DOCUMENT PASSAGE.
───

To twitter. It once was but an intransitive verb that meant, according to Webster's, "to utter successive chirping noises" or "to talk in a chattering fashion." As a noun, it meant "a small tremulous intermittent sound" or a "light silly laugh."
Once upon a time, it was an onomatopoeic rendering of sounds of rather little consequence that, as quickly as one could say twitter, disappeared, swept away by the thinnest air.
Maybe we'd be best served by returning to those definitions as a way of understanding the twitter and tweets of social media that today can send the political and religious universes spinning out of orbit for days over an encounter in front of the Lincoln Memorial between a 16-year-old, MAGA hat-wearing, Catholic school kid in Washington for the Right to Life March and Nathan Phillips, a Native American who was attending the Indigenous Peoples March. The scene of the face-off between the drumming Phillips and the slightly smiling student went viral.
There was sound in that scene. And silence. After minutes upon minutes of video from multiple angles were layered onto the original, what the silence and the sound meant then and might mean now is still inconclusive.
Was the sound, in this case, of consequence? Or was it of the sort that should have rapidly dissipated? Was this encounter one of intent? Was it symbolic? Was it teenage arrogance? Ignorance? Curiosity? A mix? Was it misunderstanding on Phillips' part? Or a wish for an encounter based on presumptions of what the Trump hat might imply? Or was it a sincere wish to calm things, to have some manner of dialogue? Were the other extreme antagonists at the scene, the Black Israelites, integral or a sideshow to the scene that went viral?
Just what was in the minds of the two, who met after a fashion, but not really, who each likely knew nothing of the other. What would have been a reasonable expectation of this odd encounter — the MAGA hat-wearing kid and this native American beating a drum and intoning a chant?
The twitterverse is certainly of some value for the dissemination of information. But otherwise in that world there is not only no space for meaningful quiet — and certainly not for questions — there is, moreover, an antipathy toward such luxury. The world of instant reaction, instant judgment doesn't tolerate introspection.
It is a world of ceaseless stimulation, an endless showering of nerve-jangling bomblets that leads to a kind of addictive enervation.
We've seen its corrosive effects on the national level with a president who has degraded political discourse to the level of daily-governance-by-tweet. In this world insults flourish, truth becomes an accident.

───

DATA TO EXAMINE.
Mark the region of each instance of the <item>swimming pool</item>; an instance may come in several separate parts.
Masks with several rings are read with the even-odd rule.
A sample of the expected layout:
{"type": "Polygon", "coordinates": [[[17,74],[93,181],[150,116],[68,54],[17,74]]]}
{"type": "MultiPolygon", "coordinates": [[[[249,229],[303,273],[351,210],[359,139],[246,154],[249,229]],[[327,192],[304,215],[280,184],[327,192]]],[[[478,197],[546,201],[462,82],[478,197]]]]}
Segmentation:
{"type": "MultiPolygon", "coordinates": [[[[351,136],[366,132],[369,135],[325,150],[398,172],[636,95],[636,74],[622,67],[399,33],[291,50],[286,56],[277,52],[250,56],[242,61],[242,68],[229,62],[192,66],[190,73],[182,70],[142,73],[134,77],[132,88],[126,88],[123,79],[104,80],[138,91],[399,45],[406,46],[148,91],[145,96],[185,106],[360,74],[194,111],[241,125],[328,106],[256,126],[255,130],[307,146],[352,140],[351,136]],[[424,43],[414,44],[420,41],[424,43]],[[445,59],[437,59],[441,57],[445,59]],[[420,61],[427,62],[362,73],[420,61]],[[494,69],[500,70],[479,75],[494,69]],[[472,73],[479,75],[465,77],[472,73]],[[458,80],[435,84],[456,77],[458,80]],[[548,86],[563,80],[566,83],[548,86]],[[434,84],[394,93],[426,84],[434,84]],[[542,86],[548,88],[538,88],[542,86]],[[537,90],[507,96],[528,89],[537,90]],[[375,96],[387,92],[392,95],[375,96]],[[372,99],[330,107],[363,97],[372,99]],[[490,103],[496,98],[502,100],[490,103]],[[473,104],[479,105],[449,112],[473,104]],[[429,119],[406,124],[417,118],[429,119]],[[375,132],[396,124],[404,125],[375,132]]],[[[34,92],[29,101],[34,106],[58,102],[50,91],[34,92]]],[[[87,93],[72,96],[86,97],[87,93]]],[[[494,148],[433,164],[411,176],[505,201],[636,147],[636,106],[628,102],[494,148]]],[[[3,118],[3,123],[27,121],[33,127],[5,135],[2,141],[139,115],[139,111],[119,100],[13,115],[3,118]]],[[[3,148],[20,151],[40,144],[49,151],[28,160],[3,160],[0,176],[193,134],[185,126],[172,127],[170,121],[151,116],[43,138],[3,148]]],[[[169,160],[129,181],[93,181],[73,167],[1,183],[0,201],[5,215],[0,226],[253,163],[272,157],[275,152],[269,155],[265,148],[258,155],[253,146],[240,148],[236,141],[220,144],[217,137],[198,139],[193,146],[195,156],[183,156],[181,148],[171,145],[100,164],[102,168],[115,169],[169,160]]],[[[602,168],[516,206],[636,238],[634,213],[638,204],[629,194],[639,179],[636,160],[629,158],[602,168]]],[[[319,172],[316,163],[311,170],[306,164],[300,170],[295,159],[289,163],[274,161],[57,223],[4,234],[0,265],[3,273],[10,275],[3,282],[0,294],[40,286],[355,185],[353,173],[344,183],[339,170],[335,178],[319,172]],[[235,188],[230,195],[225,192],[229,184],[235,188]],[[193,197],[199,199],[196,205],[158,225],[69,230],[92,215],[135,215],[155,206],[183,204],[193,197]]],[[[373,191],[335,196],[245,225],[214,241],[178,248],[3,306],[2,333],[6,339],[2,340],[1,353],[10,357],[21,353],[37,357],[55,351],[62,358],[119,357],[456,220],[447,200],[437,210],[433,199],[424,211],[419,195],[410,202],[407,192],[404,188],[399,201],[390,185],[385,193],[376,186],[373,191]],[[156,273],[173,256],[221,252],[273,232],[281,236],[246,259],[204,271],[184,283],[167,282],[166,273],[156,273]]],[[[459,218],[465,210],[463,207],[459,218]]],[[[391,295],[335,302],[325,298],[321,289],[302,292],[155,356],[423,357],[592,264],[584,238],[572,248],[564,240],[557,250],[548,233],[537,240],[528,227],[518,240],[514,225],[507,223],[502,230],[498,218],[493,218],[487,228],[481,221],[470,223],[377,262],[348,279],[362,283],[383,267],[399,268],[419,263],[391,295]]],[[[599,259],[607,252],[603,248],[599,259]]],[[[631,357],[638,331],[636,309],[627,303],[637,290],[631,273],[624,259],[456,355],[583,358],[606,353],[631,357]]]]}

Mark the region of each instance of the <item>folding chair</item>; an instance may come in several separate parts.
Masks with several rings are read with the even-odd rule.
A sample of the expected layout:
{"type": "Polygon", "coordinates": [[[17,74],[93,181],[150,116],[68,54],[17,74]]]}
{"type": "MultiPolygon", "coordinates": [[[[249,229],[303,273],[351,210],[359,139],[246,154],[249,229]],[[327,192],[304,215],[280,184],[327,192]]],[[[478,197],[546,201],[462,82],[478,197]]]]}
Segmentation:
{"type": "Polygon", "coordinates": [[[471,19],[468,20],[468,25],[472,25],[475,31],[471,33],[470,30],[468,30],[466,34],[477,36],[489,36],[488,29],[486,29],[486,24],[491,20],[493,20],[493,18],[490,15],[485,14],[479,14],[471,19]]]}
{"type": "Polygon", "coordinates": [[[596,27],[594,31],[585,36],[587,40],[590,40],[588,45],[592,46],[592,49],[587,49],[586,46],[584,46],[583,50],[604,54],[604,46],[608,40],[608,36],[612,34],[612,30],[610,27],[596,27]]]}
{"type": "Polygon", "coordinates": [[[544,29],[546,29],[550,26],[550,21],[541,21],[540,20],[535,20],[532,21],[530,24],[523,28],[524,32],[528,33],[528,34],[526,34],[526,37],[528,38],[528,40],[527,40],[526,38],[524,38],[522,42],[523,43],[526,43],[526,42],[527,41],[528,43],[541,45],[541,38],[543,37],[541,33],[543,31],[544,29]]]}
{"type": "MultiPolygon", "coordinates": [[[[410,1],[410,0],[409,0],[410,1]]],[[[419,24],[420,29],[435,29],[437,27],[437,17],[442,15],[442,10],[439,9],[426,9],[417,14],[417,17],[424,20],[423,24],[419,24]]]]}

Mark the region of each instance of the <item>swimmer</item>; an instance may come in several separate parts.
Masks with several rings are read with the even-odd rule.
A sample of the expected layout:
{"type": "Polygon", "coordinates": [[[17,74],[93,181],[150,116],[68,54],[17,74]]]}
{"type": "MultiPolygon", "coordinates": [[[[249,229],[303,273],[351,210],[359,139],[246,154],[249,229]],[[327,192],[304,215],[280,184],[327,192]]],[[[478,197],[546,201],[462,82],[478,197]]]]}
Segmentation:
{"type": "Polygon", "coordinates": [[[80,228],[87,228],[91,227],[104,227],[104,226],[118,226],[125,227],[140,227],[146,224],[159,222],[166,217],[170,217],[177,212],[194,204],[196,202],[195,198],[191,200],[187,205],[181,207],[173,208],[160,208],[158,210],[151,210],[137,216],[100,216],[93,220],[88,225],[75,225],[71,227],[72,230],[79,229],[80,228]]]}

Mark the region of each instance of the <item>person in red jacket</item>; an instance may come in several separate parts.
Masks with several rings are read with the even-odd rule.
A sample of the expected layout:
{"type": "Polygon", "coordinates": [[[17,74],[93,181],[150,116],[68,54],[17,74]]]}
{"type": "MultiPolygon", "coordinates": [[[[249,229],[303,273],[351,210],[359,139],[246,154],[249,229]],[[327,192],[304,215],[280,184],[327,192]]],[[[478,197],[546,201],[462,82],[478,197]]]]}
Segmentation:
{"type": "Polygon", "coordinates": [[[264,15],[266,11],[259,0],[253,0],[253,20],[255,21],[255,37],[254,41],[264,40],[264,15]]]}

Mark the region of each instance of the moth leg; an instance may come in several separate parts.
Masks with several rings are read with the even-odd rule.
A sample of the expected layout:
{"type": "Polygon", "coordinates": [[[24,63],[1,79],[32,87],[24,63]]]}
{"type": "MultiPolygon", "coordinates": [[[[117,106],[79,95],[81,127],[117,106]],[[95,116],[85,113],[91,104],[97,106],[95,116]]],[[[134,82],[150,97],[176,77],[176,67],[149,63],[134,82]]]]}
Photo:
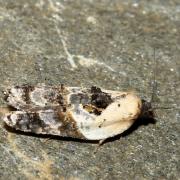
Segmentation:
{"type": "MultiPolygon", "coordinates": [[[[107,139],[107,138],[106,138],[106,139],[107,139]]],[[[98,145],[99,145],[99,146],[103,145],[103,144],[104,144],[104,142],[106,141],[106,139],[101,139],[101,140],[99,140],[98,145]]]]}

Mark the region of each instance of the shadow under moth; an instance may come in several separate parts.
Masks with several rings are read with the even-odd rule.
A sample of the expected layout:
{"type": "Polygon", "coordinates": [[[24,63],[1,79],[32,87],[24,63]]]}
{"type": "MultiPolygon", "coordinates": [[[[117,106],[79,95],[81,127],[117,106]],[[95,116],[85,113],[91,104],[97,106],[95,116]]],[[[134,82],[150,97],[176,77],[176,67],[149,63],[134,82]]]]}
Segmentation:
{"type": "Polygon", "coordinates": [[[151,103],[133,92],[98,87],[14,86],[5,92],[15,111],[4,122],[20,131],[104,141],[152,114],[151,103]]]}

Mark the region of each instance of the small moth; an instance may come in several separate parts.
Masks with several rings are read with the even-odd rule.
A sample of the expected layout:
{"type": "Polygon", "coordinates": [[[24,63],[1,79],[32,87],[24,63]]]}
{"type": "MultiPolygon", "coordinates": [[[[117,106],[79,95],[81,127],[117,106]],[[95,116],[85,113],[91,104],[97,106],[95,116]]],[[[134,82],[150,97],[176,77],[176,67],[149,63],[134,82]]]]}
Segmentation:
{"type": "Polygon", "coordinates": [[[3,120],[16,130],[101,142],[152,114],[151,103],[133,92],[95,86],[14,86],[5,92],[5,100],[16,110],[3,120]]]}

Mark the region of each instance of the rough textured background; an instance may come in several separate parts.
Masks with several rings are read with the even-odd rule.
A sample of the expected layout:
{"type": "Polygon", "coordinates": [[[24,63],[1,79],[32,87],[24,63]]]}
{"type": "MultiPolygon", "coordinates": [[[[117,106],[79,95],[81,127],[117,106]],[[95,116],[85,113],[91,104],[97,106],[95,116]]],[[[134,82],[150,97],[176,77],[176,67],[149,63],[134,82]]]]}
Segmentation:
{"type": "MultiPolygon", "coordinates": [[[[154,48],[156,104],[177,107],[179,0],[0,0],[1,91],[65,83],[150,99],[154,48]]],[[[0,179],[180,179],[180,111],[156,114],[95,154],[94,143],[11,132],[1,121],[0,179]]]]}

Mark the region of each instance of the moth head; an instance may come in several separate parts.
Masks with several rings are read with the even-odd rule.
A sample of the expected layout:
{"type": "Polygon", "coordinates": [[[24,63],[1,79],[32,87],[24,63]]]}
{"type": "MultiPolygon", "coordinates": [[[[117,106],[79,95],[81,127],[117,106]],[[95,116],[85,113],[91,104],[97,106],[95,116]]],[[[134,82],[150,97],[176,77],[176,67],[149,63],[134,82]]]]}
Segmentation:
{"type": "Polygon", "coordinates": [[[142,99],[142,107],[141,107],[140,117],[153,119],[154,116],[155,116],[155,113],[154,113],[154,109],[152,107],[152,102],[142,99]]]}

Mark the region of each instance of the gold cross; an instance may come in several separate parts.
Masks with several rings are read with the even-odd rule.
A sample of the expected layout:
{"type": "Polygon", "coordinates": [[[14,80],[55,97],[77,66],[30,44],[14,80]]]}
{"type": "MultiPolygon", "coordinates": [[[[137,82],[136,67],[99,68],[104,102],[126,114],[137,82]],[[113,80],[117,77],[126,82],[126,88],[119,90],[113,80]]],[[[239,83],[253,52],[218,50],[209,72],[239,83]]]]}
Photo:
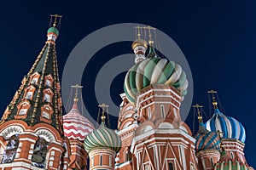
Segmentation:
{"type": "Polygon", "coordinates": [[[102,109],[102,114],[104,114],[105,108],[107,108],[107,109],[108,108],[108,105],[106,105],[104,103],[98,106],[102,109]]]}
{"type": "Polygon", "coordinates": [[[202,108],[203,106],[196,104],[195,105],[192,105],[192,107],[196,108],[198,120],[199,120],[200,122],[202,122],[202,116],[201,115],[201,110],[200,110],[200,108],[202,108]]]}
{"type": "Polygon", "coordinates": [[[219,139],[221,139],[220,134],[223,134],[223,132],[220,132],[219,130],[217,131],[217,133],[218,135],[219,139]]]}
{"type": "Polygon", "coordinates": [[[215,100],[215,96],[214,96],[214,94],[217,94],[217,91],[214,91],[214,90],[210,90],[210,91],[207,91],[208,94],[212,94],[212,105],[214,106],[214,109],[217,109],[217,101],[215,100]]]}
{"type": "Polygon", "coordinates": [[[103,122],[105,122],[105,119],[106,119],[106,116],[105,116],[105,108],[107,109],[107,110],[108,110],[108,105],[106,105],[104,103],[102,104],[102,105],[98,105],[100,108],[102,108],[102,123],[103,122]]]}
{"type": "Polygon", "coordinates": [[[59,14],[51,14],[50,17],[55,17],[55,22],[53,24],[53,26],[55,27],[57,26],[57,19],[62,18],[62,15],[59,14]]]}
{"type": "Polygon", "coordinates": [[[78,99],[78,95],[79,95],[79,88],[82,88],[83,86],[80,86],[79,84],[76,84],[76,85],[73,85],[71,86],[71,88],[76,88],[76,93],[75,93],[75,100],[78,102],[79,99],[78,99]]]}

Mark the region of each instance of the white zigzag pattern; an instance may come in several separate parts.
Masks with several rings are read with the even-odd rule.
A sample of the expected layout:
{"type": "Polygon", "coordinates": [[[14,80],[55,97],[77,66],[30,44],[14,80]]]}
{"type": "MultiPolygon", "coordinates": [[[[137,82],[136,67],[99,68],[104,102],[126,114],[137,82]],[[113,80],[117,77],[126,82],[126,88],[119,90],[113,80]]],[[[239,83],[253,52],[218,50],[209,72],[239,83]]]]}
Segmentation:
{"type": "Polygon", "coordinates": [[[89,134],[91,131],[86,130],[86,131],[81,131],[81,130],[74,130],[74,129],[64,129],[64,133],[68,135],[68,133],[73,133],[74,134],[81,134],[82,136],[86,136],[89,134]]]}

───

WHAT IS REQUIRED.
In the piece on Twitter above, which march was Nathan Phillips attending?

TASK OUTPUT.
The Indigenous Peoples March.